------ Extract provided ------

We used information from two sets of field plots georeferenced at sub-metre accuracy. Both were in Haliburton Forest in the southwestern part of the study area (Figure 1).

The first consisted of 155 0.25-ha circular plots sampled in 2008–2011 in which all trees ≥8 cm were identified and their diameter at breast height (DBH) measured (Figure 1b; see [29]). A relatively diverse tree community was represented in these plots, including 21 of the 23 FRI species. Percent basal areas of stems ≥10 cm DBH were: sugar maple (35.8%), eastern hemlock (16.5%), beech (11.0%), red maple (8.4%), yellow birch (6.2%), balsam fir (4.8%), red oak (4.0%), white spruce (3.1%), white birch (2.0%), Populus spp. (2.0%), white ash (1.4%), eastern white cedar (1.1%), white pine (0.8%), ironwood (0.8%), black spruce (0.6%), black cherry (0.5%), white elm (0.4%), basswood (0.3%), black ash (0.1%), red spruce (0.1%), and eastern larch (<0.1%). Basal area is defined as the cross-sectional area at breast height of stems per unit of land area.

The second consisted of a 13.7-ha “Megaplot” sampled in 2007–2008 located on a peninsula on the northern shore of Havelock Lake (Figure 1c). All stems ≥1 cm DBH were mapped, identified, and their DBHs measured. This plot is part of the Smithsonian ForestGEO network and followed sampling protocols common to the network [30,31]. In the Megaplot, conifers dominated along the lake shore, whereas hardwoods (especially sugar maple) dominated inland areas. Again, although sugar maple was relatively abundant, a relatively diverse tree community was represented, including 15 of the 23 FRI species. Percent basal areas for stems ≥10 cm DBH were: sugar maple (46.8%), eastern hemlock (15.3%), beech (10.7%), red maple (8.4%), balsam fir (3.6%), red oak (2.9%), white ash (2.9%), yellow birch (2.3%), eastern white cedar (2.0%), white birch (1.4%), white pine (1.2%), white spruce (1.1%), black cherry (1.1%), ironwood (0.3%), and basswood (<0.1%).

2.5. Data Pre-Processing

We created models to predict multivariate tree species abundances from the Sentinel-2 scenes using two sets of training data: the FRI (termed Sentinel-FRI models) and the 0.25-ha field plots (termed Sentinel-field models; see Figure 2 for a summary of the project workflow and Supplementary Materials Table S1 for a summary of model creation and validation).

------ Record list ------

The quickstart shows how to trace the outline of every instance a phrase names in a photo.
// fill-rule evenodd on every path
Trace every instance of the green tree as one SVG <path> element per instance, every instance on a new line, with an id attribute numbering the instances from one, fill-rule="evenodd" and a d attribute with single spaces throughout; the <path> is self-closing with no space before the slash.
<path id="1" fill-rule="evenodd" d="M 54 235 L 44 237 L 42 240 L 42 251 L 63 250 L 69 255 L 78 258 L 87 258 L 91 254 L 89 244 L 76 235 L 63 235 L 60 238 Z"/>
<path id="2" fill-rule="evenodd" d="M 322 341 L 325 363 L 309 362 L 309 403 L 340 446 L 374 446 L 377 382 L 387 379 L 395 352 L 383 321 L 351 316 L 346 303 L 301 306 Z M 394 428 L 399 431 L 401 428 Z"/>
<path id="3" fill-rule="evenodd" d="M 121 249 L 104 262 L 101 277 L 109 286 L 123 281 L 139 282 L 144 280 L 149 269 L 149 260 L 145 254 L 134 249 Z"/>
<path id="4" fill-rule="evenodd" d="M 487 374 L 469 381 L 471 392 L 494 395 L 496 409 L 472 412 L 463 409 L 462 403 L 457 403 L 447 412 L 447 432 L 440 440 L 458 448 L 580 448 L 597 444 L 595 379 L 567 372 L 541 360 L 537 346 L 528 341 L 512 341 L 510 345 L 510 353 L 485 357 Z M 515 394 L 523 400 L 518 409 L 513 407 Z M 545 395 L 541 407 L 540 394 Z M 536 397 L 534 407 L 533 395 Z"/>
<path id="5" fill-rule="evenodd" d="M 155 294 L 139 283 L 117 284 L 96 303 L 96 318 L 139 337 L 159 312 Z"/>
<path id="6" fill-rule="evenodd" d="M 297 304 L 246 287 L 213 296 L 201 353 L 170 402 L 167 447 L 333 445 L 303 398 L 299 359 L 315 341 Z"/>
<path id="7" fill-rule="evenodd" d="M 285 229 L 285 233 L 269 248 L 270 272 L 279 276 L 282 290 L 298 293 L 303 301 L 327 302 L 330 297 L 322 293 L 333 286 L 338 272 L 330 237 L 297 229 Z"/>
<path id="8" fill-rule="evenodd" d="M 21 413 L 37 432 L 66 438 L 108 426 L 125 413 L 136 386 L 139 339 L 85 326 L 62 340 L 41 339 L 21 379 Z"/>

------
------ Record list ------

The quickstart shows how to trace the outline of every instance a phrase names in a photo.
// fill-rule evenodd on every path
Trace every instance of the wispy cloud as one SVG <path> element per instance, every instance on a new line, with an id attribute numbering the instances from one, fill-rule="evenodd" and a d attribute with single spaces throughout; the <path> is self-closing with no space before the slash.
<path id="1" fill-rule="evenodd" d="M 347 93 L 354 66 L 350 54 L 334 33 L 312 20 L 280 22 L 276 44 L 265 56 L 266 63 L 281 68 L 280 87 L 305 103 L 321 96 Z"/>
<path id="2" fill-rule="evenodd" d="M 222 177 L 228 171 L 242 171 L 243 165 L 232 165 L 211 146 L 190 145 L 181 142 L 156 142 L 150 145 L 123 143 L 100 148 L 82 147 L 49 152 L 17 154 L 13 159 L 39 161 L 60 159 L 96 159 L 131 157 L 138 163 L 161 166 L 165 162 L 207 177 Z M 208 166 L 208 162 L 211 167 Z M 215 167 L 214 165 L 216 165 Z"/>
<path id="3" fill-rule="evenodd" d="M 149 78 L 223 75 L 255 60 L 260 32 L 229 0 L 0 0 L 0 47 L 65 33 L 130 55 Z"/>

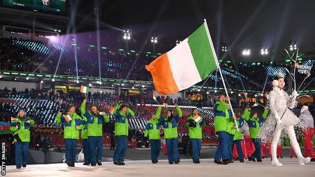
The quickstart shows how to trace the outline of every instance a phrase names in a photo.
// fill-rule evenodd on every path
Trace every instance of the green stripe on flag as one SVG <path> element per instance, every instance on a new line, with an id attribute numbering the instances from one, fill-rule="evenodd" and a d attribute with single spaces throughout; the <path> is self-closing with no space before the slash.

------

**Exercise requirements**
- A) Rewrite the forest plot passage between "We used information" and "area (Figure 1).", inclusive, replacing "field plots" with "sample plots".
- B) Carry on the forest plot passage from its last sentence.

**Results of the exercise**
- A)
We used information from two sets of sample plots georeferenced at sub-metre accuracy. Both were in Haliburton Forest in the southwestern part of the study area (Figure 1).

- B)
Prior to creating Sentinel-FRI models, we excluded any FRI stands that included species or species groups other than the 23 listed above. We excluded defective, cloud, cloud-shadow, snow, and “dark area” Sentinel-2 pixels by making use of accompanying scene classification and cloud and snow probabilities (also at 20-m resolution). Specifically, we excluded any pixels that for one or more images had a probability of cloud or snow of >50% and we included only scene classification types 4 (vegetation) or 5 (non-vegetated land). The FRI stand polygons were overlaid onto the Sentinel images and those that included at least 2 ha of Sentinel imagery were used (n = 51,751 polygons; mean area = 11.3 ha; range = 2.2–26.7 ha). For the Sentinel-2 pixels in each polygon, we calculated the mean reflectance for each of the 108 combinations of scene and band. Each combination was normalized across stands to range between zero and one by subtracting the minimum and dividing by the maximum. These same constants were used to normalize all other reflectances mentioned below.

In order to create Sentinel-field models, we calculated percent basal area of each tree species in each 0.25-ha plot. We used only trees ≥10 cm DBH because they were more likely to be represented in the canopy. Among deciduous trees sampled by Thomas [32] in Haliburton Forest, 10 cm was close to the lower DBH threshold at which trees typically reached a “co-dominant” size class where >50% of the canopy was exposed. In his sample, 95% of trees with >50% upper crown exposure had DBHs ≥ 10 cm (Thomas, unpubl. data). Plot boundaries were overlaid onto the Sentinel imagery, and mean reflectance for each combination of image and band were calculated based on weighted averages of Sentinel pixel areas within the plot boundaries. For comparative purposes, we also calculated FRI species composition for the field plots; again, weighted averages of the FRI polygon areas within the plot boundaries were used.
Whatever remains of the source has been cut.